TEXT SECTION
-- BEGIN --
Changes to Processes and Procedures

  • BP did not have adequate controls in place to ensure that key decisions in the months leading up to the blowout were safe or sound from an engineering perspective. While initial well design decisions undergo a serious peer review process and changes to well design are subsequently subject to a management of change (MOC) process, changes to drilling procedures in the weeks and days before implementation are typically not subject to any such peer-review or MOC process. At Macondo, such decisions appear to have been made by the BP Macondo team in ad hoc fashion without any formal risk analysis or internal expert review.
  • Maximizing Returns.BP decided to reduce the risk of lost returns in exchange for a less-than-optimal rate of cement flow. In the days leading up to the final cementing process, BP engineers focused heavily on the biggest challenge: the risk of fracturing the formation and losing returns. BP Wells Team Leader John Guide explained after the incident that losing returns “was the No. 1 risk.”The BP team’s concerns led them to place a number of significant constraints on Halliburton’s cementing design. The first compromise in BP’s plan was to limit the circulation of drilling mud through the wellbore before cementing. Optimally, mud in the wellbore would have been circulated “bottoms up”—meaning the rig crew would have pumped enough mud down the wellbore to bring mud originally at the bottom of the well all the way back up to the rig. There are at least two benefits to bottoms up circulation. Such extensive circulation cleans the wellbore and reduces the likelihood of channeling. And circulating bottoms up allows technicians on the rig to examine mud from the bottom of the well for hydrocarbon content before cementing. But the BP engineers feared that the longer the rig crew circulated mud through the casing before cementing, the greater the risk of another lost-returns event. Accordingly, BP circulated approximately 350 barrels of mud before cementing, rather than the 2,760 barrels needed to do a full bottoms up circulation.BP compromised again by deciding to pump cement down the well at the relatively low rate of 4 barrels or less per minute. Higher flow rates tend to increase the efficiency with which cement displaces mud from the annular space. But the increased pump pressure required to move the cement quickly would mean more pressure on the formation (ECD) and an increased risk of lost returns. BP decided to reduce the risk of lost returns in exchange for a less-than-optimal rate of cement flow.
-- END --
AIM A
Reproduce the stretch of the passage on BP's Macondo decisions from "Changes to Processes" through "internal expert review.".
AIM B
Proceed with the passage on BP's Macondo cementing decisions from the point at which it ends.
The records that follow have no connection to the passage on BP's decisions at Macondo.

[Pointing records]
-- BEGIN --
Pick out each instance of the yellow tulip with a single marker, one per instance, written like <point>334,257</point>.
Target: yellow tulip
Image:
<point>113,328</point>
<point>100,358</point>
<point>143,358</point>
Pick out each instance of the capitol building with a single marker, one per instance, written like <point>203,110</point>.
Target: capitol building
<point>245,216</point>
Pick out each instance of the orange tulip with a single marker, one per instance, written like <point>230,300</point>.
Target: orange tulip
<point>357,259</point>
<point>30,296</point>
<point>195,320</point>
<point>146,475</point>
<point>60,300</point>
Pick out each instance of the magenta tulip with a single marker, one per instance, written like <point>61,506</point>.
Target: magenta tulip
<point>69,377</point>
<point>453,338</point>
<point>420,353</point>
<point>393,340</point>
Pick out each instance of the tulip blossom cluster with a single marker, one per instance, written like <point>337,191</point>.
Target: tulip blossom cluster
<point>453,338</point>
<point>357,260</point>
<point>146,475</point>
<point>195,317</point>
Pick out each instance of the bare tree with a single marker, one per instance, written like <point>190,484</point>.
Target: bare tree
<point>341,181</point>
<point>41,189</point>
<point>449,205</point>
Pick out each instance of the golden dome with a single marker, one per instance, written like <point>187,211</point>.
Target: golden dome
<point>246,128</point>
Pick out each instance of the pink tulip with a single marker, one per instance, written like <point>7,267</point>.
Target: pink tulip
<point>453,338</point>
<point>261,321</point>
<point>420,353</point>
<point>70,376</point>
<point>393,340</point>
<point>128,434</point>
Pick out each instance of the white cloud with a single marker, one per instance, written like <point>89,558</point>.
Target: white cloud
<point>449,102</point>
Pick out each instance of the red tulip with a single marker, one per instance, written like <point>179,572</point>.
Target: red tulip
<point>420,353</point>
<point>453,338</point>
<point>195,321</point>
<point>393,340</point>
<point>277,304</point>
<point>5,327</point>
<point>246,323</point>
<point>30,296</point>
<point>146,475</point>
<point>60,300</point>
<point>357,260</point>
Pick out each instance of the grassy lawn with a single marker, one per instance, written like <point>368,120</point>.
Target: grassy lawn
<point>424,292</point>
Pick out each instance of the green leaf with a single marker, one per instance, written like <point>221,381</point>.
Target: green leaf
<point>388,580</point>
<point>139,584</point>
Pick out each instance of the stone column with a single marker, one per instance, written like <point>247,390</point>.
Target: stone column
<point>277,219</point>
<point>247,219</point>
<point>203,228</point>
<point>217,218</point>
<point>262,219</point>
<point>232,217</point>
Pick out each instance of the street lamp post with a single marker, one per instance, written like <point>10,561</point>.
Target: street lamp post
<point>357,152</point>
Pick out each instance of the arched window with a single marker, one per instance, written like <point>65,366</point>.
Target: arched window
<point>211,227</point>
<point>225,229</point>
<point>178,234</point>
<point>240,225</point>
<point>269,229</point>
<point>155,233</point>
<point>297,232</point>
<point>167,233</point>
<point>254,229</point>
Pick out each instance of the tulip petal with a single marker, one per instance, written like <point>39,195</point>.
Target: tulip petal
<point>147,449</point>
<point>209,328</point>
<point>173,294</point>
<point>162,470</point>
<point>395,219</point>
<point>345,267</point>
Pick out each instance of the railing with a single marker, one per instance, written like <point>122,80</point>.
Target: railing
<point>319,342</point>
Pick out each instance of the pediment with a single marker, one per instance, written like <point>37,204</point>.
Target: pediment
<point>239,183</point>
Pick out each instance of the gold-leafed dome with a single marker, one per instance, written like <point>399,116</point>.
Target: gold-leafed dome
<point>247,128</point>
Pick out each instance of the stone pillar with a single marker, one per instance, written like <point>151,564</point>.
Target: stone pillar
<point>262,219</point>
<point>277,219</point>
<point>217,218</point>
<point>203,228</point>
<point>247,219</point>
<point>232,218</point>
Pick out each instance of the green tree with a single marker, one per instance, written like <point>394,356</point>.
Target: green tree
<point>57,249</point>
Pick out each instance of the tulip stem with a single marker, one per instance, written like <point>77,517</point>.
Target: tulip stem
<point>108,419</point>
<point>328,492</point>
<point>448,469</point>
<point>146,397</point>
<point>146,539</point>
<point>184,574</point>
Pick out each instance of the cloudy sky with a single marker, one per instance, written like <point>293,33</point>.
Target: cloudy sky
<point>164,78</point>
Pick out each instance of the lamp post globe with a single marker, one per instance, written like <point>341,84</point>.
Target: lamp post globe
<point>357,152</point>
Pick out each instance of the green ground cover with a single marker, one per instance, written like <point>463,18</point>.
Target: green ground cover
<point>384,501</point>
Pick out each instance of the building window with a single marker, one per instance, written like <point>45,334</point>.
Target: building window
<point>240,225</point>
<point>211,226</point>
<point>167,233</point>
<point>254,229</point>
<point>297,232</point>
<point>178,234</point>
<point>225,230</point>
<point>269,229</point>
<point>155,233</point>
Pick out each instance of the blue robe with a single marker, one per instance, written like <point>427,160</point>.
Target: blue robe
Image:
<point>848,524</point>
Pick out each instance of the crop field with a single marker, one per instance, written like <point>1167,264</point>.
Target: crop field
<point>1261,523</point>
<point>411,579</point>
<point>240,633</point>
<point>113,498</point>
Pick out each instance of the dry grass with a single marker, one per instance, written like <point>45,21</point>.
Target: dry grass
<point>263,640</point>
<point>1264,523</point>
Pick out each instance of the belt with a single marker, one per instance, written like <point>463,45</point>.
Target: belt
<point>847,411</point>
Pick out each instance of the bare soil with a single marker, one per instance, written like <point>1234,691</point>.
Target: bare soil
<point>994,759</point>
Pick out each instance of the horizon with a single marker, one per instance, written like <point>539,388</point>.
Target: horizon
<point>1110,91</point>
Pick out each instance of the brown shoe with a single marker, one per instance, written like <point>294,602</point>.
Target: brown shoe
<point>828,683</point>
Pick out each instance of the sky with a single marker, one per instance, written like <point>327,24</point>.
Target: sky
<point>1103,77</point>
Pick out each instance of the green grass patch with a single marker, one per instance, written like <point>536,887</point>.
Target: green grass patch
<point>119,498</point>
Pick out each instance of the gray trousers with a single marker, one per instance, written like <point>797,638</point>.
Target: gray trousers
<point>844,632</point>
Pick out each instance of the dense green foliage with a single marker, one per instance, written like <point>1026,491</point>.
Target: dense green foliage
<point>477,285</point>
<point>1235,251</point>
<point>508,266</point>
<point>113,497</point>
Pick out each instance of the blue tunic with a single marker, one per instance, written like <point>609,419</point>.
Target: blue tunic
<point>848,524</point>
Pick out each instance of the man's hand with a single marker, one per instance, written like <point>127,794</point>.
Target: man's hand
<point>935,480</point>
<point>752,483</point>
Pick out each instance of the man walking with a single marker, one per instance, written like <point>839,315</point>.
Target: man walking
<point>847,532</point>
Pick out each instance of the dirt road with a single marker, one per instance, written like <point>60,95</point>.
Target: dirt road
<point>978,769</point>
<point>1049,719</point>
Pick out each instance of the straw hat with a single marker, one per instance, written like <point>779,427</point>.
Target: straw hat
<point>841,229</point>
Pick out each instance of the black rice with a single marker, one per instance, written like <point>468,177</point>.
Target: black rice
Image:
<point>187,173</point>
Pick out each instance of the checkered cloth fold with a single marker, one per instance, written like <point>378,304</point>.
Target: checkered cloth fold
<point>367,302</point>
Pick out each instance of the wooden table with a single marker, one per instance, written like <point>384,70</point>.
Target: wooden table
-- END --
TASK OUTPUT A
Changes to Processes and Procedures

  • BP did not have adequate controls in place to ensure that key decisions in the months leading up to the blowout were safe or sound from an engineering perspective. While initial well design decisions undergo a serious peer review process and changes to well design are subsequently subject to a management of change (MOC) process, changes to drilling procedures in the weeks and days before implementation are typically not subject to any such peer-review or MOC process. At Macondo, such decisions appear to have been made by the BP Macondo team in ad hoc fashion without any formal risk analysis or internal expert review.

TASK OUTPUT B
    BP made a third compromise by limiting the volume of cement that Halliburton would pump down the well. Pumping more cement is a standard industry practice to insure against uncertain cementing conditions: more cement means less risk of contamination and less risk that the cement job will be compromised by slight errors in placement. But more cement at Macondo would mean a higher cement column in the annulus, which in turn would exert more pressure on the fragile formation below. Accordingly, BP determined that the annular cement column should extend only 500 feet above the uppermost hydrocarbon-bearing zone (and 800 feet above the main hydrocarbon zones), and that this would be sufficient to fulfill MMS regulations of “500 feet above the uppermost hydrocarbon-bearing zone.” However, it did not satisfy BP’s own internal guidelines, which specify that the top of the annular cement should be 1,000 feet above the uppermost hydrocarbon zone.

  • Temporary Abandonment Procedures. Drilling the Macondo well had required a giant offshore rig of Deepwater Horizon’s capabilities. By contrast, BP, like most operators, would give the job of “completing” the well to a smaller (and less costly) rig, which would install hydrocarbon-collection and -production equipment. To make way for the new rig, the Deepwater Horizon would have to remove its riser and blowout preventer from the wellhead—and before it could do those things, the crew had to secure the well through a process called “temporary abandonment.”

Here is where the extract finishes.